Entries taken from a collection

· · · · ·

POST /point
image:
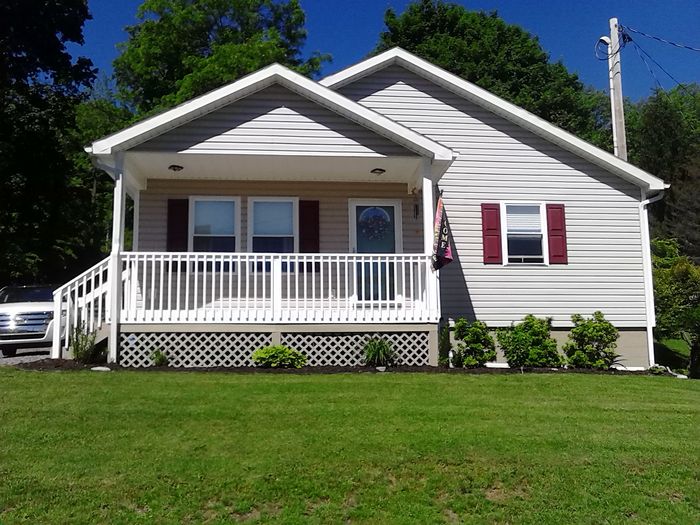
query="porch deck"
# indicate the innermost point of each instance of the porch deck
(250, 288)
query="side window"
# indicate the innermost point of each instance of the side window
(272, 225)
(524, 242)
(214, 224)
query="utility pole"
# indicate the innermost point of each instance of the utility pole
(616, 102)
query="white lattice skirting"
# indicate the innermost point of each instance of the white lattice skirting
(234, 349)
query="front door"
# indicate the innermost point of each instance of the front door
(375, 228)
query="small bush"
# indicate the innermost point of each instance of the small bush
(82, 346)
(379, 352)
(592, 342)
(444, 346)
(475, 345)
(528, 343)
(160, 358)
(278, 356)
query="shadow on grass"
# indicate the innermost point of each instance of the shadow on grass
(673, 353)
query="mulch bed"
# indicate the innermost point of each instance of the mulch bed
(54, 365)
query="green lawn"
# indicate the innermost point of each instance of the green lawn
(149, 447)
(673, 353)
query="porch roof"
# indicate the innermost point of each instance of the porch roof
(499, 106)
(127, 139)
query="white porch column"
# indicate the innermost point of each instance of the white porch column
(432, 283)
(115, 288)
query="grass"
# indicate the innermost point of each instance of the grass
(673, 353)
(148, 447)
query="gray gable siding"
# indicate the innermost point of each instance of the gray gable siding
(274, 120)
(499, 161)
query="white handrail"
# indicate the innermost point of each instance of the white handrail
(81, 302)
(197, 287)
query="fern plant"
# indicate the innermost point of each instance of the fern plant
(379, 352)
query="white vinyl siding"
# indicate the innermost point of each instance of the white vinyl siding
(333, 200)
(500, 162)
(276, 121)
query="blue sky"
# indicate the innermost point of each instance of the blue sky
(568, 30)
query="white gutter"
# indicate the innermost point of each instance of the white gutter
(648, 275)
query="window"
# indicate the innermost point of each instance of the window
(524, 233)
(272, 224)
(214, 224)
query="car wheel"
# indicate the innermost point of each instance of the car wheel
(9, 352)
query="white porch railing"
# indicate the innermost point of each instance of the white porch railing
(82, 302)
(165, 287)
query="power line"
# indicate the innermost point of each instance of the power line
(660, 67)
(676, 44)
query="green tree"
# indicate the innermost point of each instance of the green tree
(183, 48)
(677, 298)
(40, 87)
(664, 139)
(501, 58)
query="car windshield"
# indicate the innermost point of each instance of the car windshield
(26, 294)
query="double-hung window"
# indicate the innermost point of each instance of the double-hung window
(524, 233)
(272, 224)
(214, 224)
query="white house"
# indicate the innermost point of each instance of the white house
(277, 209)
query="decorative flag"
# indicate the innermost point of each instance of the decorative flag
(442, 248)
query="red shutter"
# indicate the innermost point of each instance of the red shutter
(556, 233)
(491, 232)
(309, 227)
(178, 225)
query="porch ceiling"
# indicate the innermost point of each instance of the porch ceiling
(154, 165)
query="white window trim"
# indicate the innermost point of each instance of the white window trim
(237, 218)
(398, 217)
(295, 219)
(543, 227)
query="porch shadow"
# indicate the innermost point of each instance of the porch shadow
(453, 285)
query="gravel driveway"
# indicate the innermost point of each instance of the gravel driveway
(26, 356)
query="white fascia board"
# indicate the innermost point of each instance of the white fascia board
(275, 73)
(501, 107)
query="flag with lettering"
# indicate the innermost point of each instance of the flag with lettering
(442, 245)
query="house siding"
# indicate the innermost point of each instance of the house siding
(274, 120)
(333, 208)
(499, 161)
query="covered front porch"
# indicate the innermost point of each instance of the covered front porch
(272, 202)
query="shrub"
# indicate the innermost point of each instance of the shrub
(475, 345)
(82, 346)
(592, 342)
(159, 358)
(278, 356)
(379, 352)
(444, 346)
(528, 343)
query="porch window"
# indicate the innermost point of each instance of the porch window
(214, 224)
(273, 224)
(524, 233)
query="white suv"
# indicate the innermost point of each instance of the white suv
(26, 318)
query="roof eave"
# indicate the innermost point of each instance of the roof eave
(275, 73)
(500, 107)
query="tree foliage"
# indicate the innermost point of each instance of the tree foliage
(664, 139)
(40, 87)
(183, 48)
(677, 297)
(501, 58)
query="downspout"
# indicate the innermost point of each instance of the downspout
(648, 275)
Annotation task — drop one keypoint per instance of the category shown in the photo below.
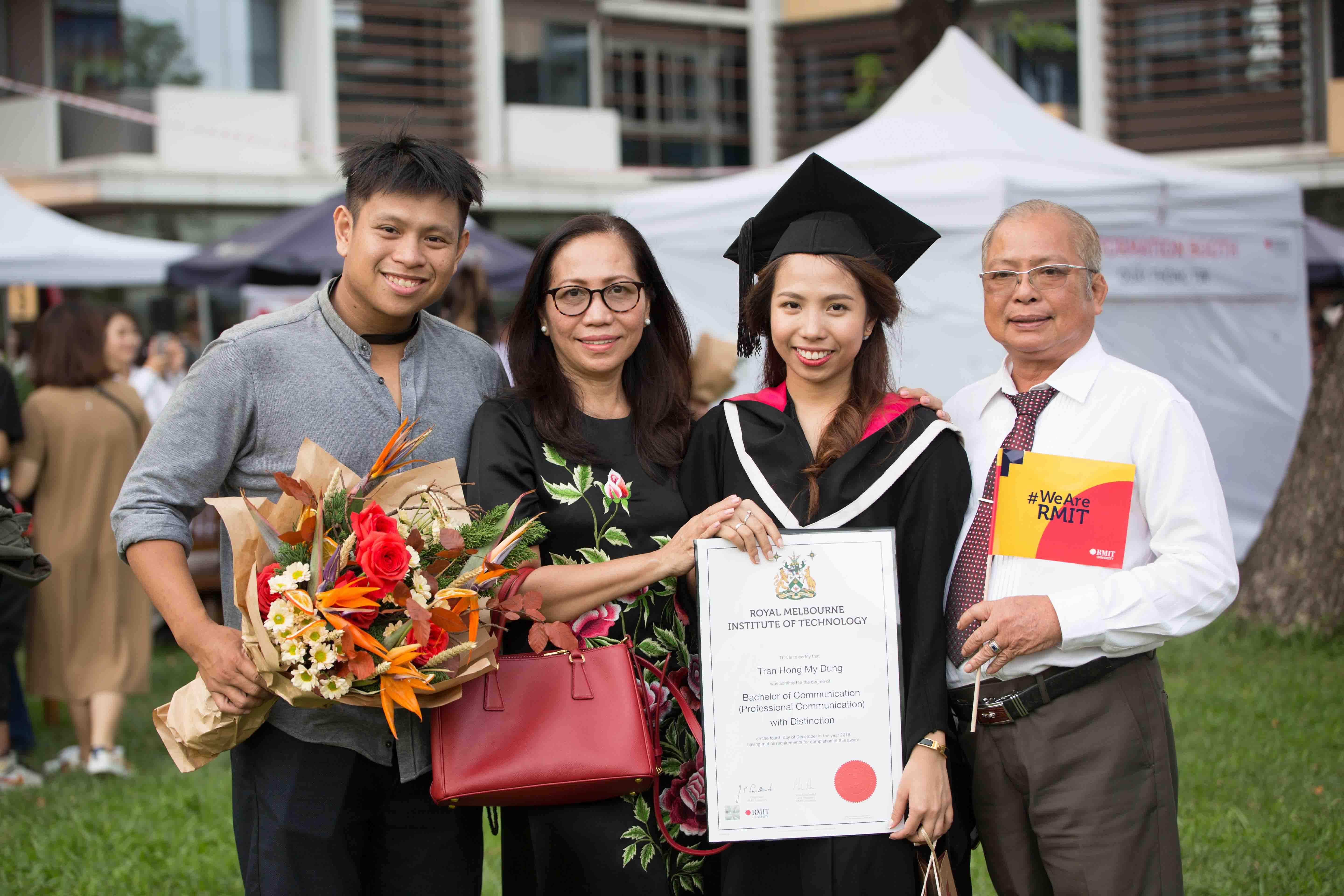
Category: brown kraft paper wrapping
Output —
(194, 730)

· · · · ·

Images should not appear in the copy; retype the listing above exactly.

* Task response *
POST /point
image:
query="porch deck"
# indicate the innermost point of each instance of the porch deck
(250, 288)
query="side window"
# indicate the innermost point of each instance of the side window
(272, 225)
(524, 242)
(214, 224)
query="utility pole"
# indicate the innermost point of each instance of the utility pole
(616, 102)
query="white lattice skirting"
# indicate the innermost point of each instance of the white lattice skirting
(234, 349)
query="front door"
# indicate the innermost point of each instance of the front door
(375, 228)
query="small bush"
# indicate the innermost point of each instance of the small bush
(82, 346)
(379, 352)
(592, 342)
(444, 346)
(475, 345)
(528, 343)
(160, 358)
(278, 356)
query="shadow on grass"
# indicate the innermost point of each instance of the shadow on grass
(673, 353)
query="mulch bed"
# indicate the innermost point of each instance of the mulch bed
(54, 365)
query="green lawn"
# indicate the innermost point of each instance of the green lawn
(149, 447)
(673, 353)
query="porch roof"
# indicate the innermost point of each instance of the porch roof
(499, 106)
(127, 139)
query="white porch column"
# indicate the innermost point of each instance of the white porch column
(432, 283)
(115, 288)
query="grass"
# indicate the innermost point of each instance of the grass
(673, 353)
(148, 447)
query="gray gable siding"
# indicate the innermost point of each instance of the gray gable siding
(274, 120)
(499, 161)
query="white handrail"
# indicate the innermost point of each instance of the white handrail
(81, 302)
(197, 287)
query="fern plant"
# indicate the innermost point of each instance of the fern plant
(379, 352)
query="white vinyl siding"
# indicate the innermost point of each instance of the white vinyl siding
(333, 200)
(500, 162)
(276, 121)
query="blue sky"
# indicate the innermost point of each instance of the blue sky
(568, 30)
query="white gutter"
# indicate the innermost point of each instance of the white gutter
(648, 275)
query="window"
# indicate the innermost point of each instance of the window
(524, 233)
(272, 224)
(214, 224)
query="car wheel"
# indicate the innermost point of each instance of the car wheel
(9, 352)
query="white porch railing"
# indicate the innermost point of each instance of the white porch railing
(82, 302)
(165, 287)
query="power line"
# indicate the innermost point of each instance of the power line
(660, 67)
(676, 44)
query="green tree"
# indicate the innermost point of each instance of the green tree
(183, 48)
(677, 298)
(40, 87)
(664, 139)
(501, 58)
query="car windshield"
# indicate the innermost point of each instance of the car windshield
(26, 294)
query="double-hung window"
# indicate the innermost point of each instance of the double-hung window
(524, 233)
(272, 224)
(214, 224)
query="white house"
# indicate the innermost point of each instance of the white house
(277, 209)
query="decorative flag"
# indicate the innermost point of each instance of the decorative flag
(442, 248)
query="red shutter"
# indicate the innermost point of each instance of the red shutter
(556, 233)
(491, 232)
(309, 227)
(178, 225)
query="porch ceiling"
# indicate the innermost point of each instance of the porch ceiling
(154, 165)
query="white window trim"
# indicate the innermost point of each instance of the white window trim
(237, 218)
(398, 217)
(295, 219)
(543, 227)
query="porch shadow"
# indicate the innermost point of each instance of the porch shadow
(453, 285)
query="gravel driveway"
# indicate the innermost point of each instance of the gravel driveway
(26, 356)
query="white fascia board"
# indicate the innermost point of each instance of the white fascia board
(275, 73)
(501, 107)
query="flag with lettering"
# indicate the innermost point of each instance of the flag with lettering
(442, 245)
query="house siding"
# indicate the innermost point of each instance of the house siding
(274, 120)
(333, 208)
(499, 161)
query="covered front porch"
# indicate the innermost point of each instance of the covered front porch
(272, 202)
query="shrub"
# indicate the innermost point of each instance of the shrub
(475, 345)
(82, 346)
(592, 342)
(159, 358)
(278, 356)
(379, 352)
(444, 346)
(528, 343)
query="porch window"
# indicate the innermost point of each instance of the porch window
(214, 224)
(273, 224)
(524, 233)
query="white suv"
# indicate the innermost point of each instance of the white suv
(26, 318)
query="roof eave"
# indicate the innermost point of each instance of the roof eave
(275, 73)
(500, 107)
query="tree foliage"
# indicate the innermost point of each instance of the tree foliage
(664, 139)
(40, 87)
(183, 48)
(677, 297)
(501, 58)
query="downspout"
# indicate the innermost point of each instance of the downspout
(648, 275)
Annotation task — drop one keypoint per instance of the category shown in the photo below.
Category: brown kraft paper wrapping
Output —
(194, 730)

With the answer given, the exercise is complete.